[start MATERIAL FOR THIS TASK]

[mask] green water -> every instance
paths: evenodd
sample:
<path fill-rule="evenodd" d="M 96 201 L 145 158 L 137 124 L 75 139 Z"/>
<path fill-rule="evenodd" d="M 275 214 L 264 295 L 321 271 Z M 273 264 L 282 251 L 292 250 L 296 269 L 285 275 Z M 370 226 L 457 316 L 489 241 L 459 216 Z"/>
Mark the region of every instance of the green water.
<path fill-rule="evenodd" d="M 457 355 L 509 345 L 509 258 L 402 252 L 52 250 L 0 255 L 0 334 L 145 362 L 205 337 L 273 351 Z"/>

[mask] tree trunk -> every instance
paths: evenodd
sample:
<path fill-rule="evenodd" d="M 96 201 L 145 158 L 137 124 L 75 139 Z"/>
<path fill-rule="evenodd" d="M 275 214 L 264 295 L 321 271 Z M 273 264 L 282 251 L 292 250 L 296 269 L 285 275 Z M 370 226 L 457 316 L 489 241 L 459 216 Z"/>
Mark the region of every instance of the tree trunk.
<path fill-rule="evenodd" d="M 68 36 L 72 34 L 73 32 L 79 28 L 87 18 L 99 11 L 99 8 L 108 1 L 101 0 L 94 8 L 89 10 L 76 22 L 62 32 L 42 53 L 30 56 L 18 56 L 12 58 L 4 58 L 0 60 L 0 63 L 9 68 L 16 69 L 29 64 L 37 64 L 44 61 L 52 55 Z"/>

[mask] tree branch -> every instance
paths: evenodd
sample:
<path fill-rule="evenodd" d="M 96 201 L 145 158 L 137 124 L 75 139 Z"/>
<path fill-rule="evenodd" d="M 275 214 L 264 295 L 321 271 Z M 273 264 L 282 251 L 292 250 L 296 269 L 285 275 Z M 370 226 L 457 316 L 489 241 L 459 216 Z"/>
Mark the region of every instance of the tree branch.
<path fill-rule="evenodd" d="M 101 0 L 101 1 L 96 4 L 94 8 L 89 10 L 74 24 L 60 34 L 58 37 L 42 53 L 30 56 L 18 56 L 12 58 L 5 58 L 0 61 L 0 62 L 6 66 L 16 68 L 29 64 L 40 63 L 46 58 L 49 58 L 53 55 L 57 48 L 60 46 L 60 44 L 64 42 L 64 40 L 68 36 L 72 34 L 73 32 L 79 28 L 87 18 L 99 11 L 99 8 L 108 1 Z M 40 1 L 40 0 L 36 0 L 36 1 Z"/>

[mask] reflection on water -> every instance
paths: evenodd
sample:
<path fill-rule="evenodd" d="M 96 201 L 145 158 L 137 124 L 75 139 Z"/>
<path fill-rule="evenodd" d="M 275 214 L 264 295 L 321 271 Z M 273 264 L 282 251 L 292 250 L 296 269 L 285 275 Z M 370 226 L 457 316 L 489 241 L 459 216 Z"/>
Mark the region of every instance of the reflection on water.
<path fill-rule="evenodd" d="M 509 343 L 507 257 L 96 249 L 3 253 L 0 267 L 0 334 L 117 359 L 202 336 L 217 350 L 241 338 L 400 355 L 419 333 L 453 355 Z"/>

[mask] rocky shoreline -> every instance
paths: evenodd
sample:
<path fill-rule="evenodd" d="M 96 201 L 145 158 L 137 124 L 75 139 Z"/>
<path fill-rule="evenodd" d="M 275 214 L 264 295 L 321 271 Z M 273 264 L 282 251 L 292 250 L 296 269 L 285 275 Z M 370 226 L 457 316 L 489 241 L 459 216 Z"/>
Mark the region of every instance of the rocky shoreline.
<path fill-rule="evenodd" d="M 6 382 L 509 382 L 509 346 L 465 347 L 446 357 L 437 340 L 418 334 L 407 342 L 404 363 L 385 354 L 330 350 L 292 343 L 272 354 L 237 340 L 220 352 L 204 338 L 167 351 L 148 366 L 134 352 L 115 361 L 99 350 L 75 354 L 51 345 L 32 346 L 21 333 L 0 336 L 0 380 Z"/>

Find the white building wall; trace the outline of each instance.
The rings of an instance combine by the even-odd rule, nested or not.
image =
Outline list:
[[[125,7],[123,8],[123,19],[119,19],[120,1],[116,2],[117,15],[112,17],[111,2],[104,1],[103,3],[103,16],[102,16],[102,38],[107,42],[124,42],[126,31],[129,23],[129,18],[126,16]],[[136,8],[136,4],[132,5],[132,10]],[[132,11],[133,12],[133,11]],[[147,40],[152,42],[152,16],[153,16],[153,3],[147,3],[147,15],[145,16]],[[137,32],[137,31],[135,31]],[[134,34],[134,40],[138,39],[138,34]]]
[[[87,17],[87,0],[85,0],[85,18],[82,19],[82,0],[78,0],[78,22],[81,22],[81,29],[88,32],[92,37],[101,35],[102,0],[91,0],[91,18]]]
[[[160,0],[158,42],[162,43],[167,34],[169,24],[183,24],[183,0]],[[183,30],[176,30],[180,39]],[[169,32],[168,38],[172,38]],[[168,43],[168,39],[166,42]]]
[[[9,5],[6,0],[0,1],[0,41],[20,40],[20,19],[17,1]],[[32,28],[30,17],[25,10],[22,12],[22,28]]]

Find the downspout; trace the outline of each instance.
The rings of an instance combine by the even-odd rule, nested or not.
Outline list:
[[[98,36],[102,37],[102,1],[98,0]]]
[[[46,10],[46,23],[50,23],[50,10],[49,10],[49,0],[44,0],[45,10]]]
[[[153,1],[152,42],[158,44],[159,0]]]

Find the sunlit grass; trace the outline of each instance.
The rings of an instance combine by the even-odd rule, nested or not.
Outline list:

[end MATERIAL FOR THIS TASK]

* _PROMPT_:
Please copy out all of the items above word for word, with no changes.

* _EXERCISE RESPONSE_:
[mask] green water -> every instance
paths: evenodd
sample:
<path fill-rule="evenodd" d="M 96 201 L 145 158 L 137 124 L 75 139 Z"/>
<path fill-rule="evenodd" d="M 275 214 L 264 295 L 321 271 Z M 273 264 L 282 251 L 292 250 L 296 269 L 285 275 Z M 370 226 L 457 316 L 489 241 L 459 216 Z"/>
Mark the region of every instance of the green water.
<path fill-rule="evenodd" d="M 457 355 L 509 345 L 509 258 L 402 252 L 52 250 L 0 255 L 0 334 L 145 362 L 205 337 L 273 351 Z"/>

[mask] tree trunk -> every instance
paths: evenodd
sample:
<path fill-rule="evenodd" d="M 96 201 L 145 158 L 137 124 L 75 139 Z"/>
<path fill-rule="evenodd" d="M 275 214 L 264 295 L 321 271 Z M 273 264 L 282 251 L 292 250 L 296 269 L 285 275 Z M 370 226 L 457 316 L 489 241 L 459 216 Z"/>
Mark the region of every instance of the tree trunk.
<path fill-rule="evenodd" d="M 68 36 L 72 34 L 73 32 L 79 28 L 87 18 L 99 11 L 99 8 L 108 1 L 101 0 L 94 8 L 89 10 L 76 22 L 62 32 L 42 53 L 30 56 L 18 56 L 12 58 L 4 58 L 0 60 L 0 63 L 9 68 L 16 69 L 29 64 L 37 64 L 44 61 L 52 55 Z"/>

[mask] tree branch -> every instance
paths: evenodd
sample:
<path fill-rule="evenodd" d="M 96 201 L 145 158 L 137 124 L 75 139 Z"/>
<path fill-rule="evenodd" d="M 275 214 L 264 295 L 321 271 Z M 273 264 L 282 251 L 292 250 L 296 269 L 285 275 Z M 370 226 L 457 316 L 489 241 L 459 216 Z"/>
Mark the region of every instance of the tree branch.
<path fill-rule="evenodd" d="M 101 0 L 101 1 L 96 4 L 94 8 L 89 10 L 74 24 L 60 34 L 58 37 L 42 53 L 30 56 L 18 56 L 12 58 L 5 58 L 0 61 L 0 62 L 6 66 L 16 68 L 29 64 L 40 63 L 46 58 L 49 58 L 53 55 L 57 48 L 60 46 L 60 44 L 64 42 L 64 40 L 68 36 L 72 34 L 73 32 L 79 28 L 87 18 L 99 11 L 99 8 L 108 1 Z M 40 1 L 40 0 L 36 0 L 36 1 Z"/>

[mask] reflection on water -> every instance
paths: evenodd
sample:
<path fill-rule="evenodd" d="M 96 201 L 145 158 L 137 124 L 75 139 Z"/>
<path fill-rule="evenodd" d="M 275 214 L 264 295 L 321 271 Z M 273 264 L 282 251 L 292 250 L 296 269 L 285 275 Z M 370 226 L 457 316 L 489 241 L 459 216 Z"/>
Mark the region of every instance of the reflection on water.
<path fill-rule="evenodd" d="M 509 343 L 507 257 L 96 249 L 3 253 L 0 267 L 0 334 L 117 359 L 202 336 L 217 350 L 241 338 L 400 355 L 419 333 L 453 355 Z"/>

[mask] rocky shoreline -> every instance
paths: evenodd
sample:
<path fill-rule="evenodd" d="M 96 201 L 145 158 L 137 124 L 75 139 Z"/>
<path fill-rule="evenodd" d="M 275 214 L 264 295 L 321 271 Z M 273 264 L 282 251 L 292 250 L 296 269 L 285 275 Z M 370 226 L 457 316 L 489 241 L 459 216 Z"/>
Mark the region of every instance of the rocky shoreline.
<path fill-rule="evenodd" d="M 6 382 L 509 382 L 509 346 L 465 347 L 446 357 L 437 340 L 418 334 L 407 342 L 404 363 L 385 354 L 330 350 L 292 343 L 272 354 L 237 340 L 220 352 L 204 338 L 167 351 L 148 366 L 134 352 L 115 361 L 99 350 L 75 354 L 51 345 L 32 346 L 21 333 L 0 336 L 0 380 Z"/>

Find the white building wall; trace the outline of each instance.
The rings of an instance combine by the even-odd rule, nested or not.
image =
Outline list:
[[[125,7],[123,8],[123,19],[119,19],[120,1],[116,2],[117,15],[112,17],[111,2],[104,1],[103,3],[103,16],[102,16],[102,38],[107,42],[124,42],[126,31],[129,23],[129,18],[126,16]],[[136,8],[136,4],[132,5],[132,10]],[[132,11],[133,12],[133,11]],[[147,40],[152,42],[152,16],[153,16],[153,3],[147,3],[147,15],[145,16]],[[137,32],[137,31],[135,31]],[[134,34],[134,40],[138,39],[138,34]]]
[[[87,17],[87,0],[85,0],[85,18],[82,19],[82,0],[78,0],[78,22],[81,22],[81,29],[88,32],[92,37],[101,35],[102,0],[91,0],[91,18]]]
[[[160,0],[158,42],[162,43],[167,34],[169,24],[183,24],[183,0]],[[183,30],[176,30],[180,39]],[[169,32],[168,38],[172,38]],[[168,43],[168,39],[166,42]]]
[[[9,5],[6,0],[0,1],[0,41],[20,40],[20,19],[17,1]],[[32,28],[30,17],[25,10],[22,12],[22,28]]]

Find the downspout; trace the outline of each instance.
The rings of an instance combine by the even-odd rule, nested or not.
Outline list:
[[[98,36],[102,37],[102,1],[98,0]]]
[[[46,10],[46,23],[50,23],[50,10],[49,10],[49,0],[44,0],[45,10]]]
[[[153,1],[152,42],[158,44],[159,0]]]

Find the sunlit grass; trace the outline of each instance.
The rings of an instance combine by the even-odd rule, nested or not.
Outline list:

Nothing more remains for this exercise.